>> Begin Entries

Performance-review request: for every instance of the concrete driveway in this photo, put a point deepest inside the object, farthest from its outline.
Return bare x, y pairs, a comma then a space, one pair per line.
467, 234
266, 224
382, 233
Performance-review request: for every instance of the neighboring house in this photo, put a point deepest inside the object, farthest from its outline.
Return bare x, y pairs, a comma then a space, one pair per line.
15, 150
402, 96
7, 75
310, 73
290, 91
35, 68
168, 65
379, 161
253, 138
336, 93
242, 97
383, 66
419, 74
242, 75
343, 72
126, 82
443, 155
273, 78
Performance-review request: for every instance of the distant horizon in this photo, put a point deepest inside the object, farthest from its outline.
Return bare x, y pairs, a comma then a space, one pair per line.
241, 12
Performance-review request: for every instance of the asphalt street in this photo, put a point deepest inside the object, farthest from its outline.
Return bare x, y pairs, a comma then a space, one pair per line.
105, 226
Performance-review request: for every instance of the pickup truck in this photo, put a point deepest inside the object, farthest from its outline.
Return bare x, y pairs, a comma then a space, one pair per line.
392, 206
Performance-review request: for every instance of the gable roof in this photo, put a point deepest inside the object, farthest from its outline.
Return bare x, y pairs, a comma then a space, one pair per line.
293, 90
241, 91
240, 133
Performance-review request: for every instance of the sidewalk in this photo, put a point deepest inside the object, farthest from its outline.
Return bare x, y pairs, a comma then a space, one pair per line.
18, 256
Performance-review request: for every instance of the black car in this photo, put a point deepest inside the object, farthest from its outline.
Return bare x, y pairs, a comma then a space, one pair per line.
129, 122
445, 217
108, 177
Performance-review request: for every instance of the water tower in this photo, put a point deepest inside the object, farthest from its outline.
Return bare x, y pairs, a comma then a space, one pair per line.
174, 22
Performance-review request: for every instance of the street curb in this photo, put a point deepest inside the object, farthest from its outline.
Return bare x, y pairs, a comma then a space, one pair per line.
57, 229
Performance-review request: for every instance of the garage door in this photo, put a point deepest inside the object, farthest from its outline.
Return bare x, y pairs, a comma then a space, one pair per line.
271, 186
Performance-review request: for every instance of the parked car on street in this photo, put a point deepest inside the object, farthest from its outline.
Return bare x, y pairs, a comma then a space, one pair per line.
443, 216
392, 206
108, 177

>> End Entries

*Brief:*
Return all of the entries exactly as they were supplied.

*Full response:*
Performance-review request: for every instance of the concrete driveway in this photo, put a point deepest inside the object, farthest from its outline.
Return bare x, y pairs, a comma then a space, one pair per line.
467, 234
266, 224
382, 233
Performance-review request: for every instance of the neighboring house in this photo, put a point deepest inside the object, farthest from its outline.
Return bare x, y pairs, a comma then a space, one pair per line.
15, 150
402, 96
7, 75
310, 73
290, 91
35, 68
168, 65
379, 161
253, 138
336, 93
242, 97
383, 66
419, 74
242, 75
343, 72
126, 82
443, 155
273, 78
Performance-review request: for every instance of the distant horizon in this photo, put a point deepest inside the object, farthest from its outline.
Return bare x, y pairs, a comma then a space, one pair per line.
241, 12
Performance-review request: for every instance of the asphalt street in this photo, put a point deepest inside the object, farthest from its outline.
Return bare x, y pairs, a comma then a space, one pair per line.
105, 226
Performance-review request: for every instance of the pickup truck in this photo, put a point deepest inside the object, farthest from its outline.
Return bare x, y pairs, a comma then a space, one pair per line.
392, 206
Performance-review request: for every instance of the gable roof in this photo, put a point deepest inside the object, farthest from its outline.
Return bare x, y pairs, a comma then a space, one pair per line.
293, 90
241, 91
240, 133
Performance-review request: for every instance of the sidewalk in this photo, put a point deepest inside the object, farthest from its outline.
Return bare x, y pairs, a comma then a space, one pair per line.
18, 256
Performance-review request: for every instance of the black car in this photo, put a point deepest inside the object, farthest from its outline.
Return bare x, y pairs, a comma then a space, one pair per line.
129, 122
445, 217
108, 177
Performance-review request: for every instance of the water tower in this photo, put a point deepest inside the object, farthest from its outline.
Return bare x, y pairs, a comma then a space, one pair per line.
174, 22
Performance-review request: for every instance of the street curb in this photo, put a point deepest inside the object, farthest from its outline.
Return bare x, y pairs, a comma then a space, one pair per line.
57, 229
Performance-review request: for every instance of the garage door in this photo, put a point deepest inside the object, farthest from its outline.
Return bare x, y pairs, a comma then a space, one pair per line.
271, 186
Performance-review request: for every instance of the parked car on street in this photo, put a point deepest inside the object, farthest from its outline.
Return bare x, y pairs, a comma then a space, one pair per line.
443, 216
392, 206
108, 177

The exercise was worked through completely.